-- start of DATA LISTING --

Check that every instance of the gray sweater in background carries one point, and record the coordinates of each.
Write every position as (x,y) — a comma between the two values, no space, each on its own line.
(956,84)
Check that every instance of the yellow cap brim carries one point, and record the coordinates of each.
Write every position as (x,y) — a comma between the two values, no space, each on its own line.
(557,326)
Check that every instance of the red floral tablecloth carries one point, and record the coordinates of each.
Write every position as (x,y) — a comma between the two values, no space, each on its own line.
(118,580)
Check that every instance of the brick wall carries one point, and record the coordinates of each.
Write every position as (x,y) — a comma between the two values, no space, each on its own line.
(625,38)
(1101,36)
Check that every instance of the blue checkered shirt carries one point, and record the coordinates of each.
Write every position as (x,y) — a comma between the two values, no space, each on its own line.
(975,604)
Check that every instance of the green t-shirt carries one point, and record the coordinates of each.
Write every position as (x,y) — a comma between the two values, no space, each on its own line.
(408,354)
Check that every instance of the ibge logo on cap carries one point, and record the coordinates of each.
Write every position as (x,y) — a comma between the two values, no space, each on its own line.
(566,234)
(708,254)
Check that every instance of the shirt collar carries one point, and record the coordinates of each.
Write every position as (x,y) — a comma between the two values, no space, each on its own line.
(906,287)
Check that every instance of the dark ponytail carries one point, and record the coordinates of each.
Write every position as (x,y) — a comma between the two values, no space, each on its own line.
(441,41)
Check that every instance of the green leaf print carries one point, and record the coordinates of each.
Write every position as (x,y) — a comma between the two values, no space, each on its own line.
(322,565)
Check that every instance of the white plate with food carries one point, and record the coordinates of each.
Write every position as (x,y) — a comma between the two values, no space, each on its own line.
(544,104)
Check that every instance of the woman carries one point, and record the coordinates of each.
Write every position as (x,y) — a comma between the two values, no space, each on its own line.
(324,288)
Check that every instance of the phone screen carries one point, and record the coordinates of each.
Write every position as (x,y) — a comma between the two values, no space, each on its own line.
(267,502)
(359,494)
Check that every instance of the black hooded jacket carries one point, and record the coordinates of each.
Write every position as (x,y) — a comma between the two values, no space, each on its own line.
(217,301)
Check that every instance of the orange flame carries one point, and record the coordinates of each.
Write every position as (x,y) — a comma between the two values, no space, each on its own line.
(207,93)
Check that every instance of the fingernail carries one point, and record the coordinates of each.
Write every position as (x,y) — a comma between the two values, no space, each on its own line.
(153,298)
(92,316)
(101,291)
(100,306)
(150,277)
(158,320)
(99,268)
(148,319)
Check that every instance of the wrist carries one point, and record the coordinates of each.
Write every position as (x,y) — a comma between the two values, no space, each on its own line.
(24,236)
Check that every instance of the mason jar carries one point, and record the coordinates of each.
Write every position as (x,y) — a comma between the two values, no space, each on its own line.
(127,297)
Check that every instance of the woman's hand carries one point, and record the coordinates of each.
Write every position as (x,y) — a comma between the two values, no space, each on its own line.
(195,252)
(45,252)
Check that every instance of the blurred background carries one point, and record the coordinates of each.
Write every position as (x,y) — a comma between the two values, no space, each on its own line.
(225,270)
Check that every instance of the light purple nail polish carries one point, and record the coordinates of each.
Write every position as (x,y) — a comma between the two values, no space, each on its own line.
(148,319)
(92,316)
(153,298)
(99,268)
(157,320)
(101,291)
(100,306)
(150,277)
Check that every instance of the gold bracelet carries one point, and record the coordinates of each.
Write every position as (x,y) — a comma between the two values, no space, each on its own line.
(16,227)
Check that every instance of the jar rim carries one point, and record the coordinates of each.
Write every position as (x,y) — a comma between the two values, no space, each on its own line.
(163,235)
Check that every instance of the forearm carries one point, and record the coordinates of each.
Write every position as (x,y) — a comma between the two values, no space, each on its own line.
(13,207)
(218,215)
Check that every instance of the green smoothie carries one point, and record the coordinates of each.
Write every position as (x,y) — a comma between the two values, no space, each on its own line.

-- end of DATA LISTING --

TASK GOAL
Repeat only the stretch of lines that opens with the line containing "Check that every instance of the forearm" and closes with the final line of the entries, both included, exactly as written.

FINAL RESULT
Check that every instance of the forearm carries one point, and record the coordinates of each.
Write every position as (x,y) — a comma between the two values, no space, each on its own line.
(13,207)
(218,215)
Check that every instance of the green smoothie carries one point, and record the coordinates of each.
Write every position as (x,y) — a comma between the two values, no space, each on its own line.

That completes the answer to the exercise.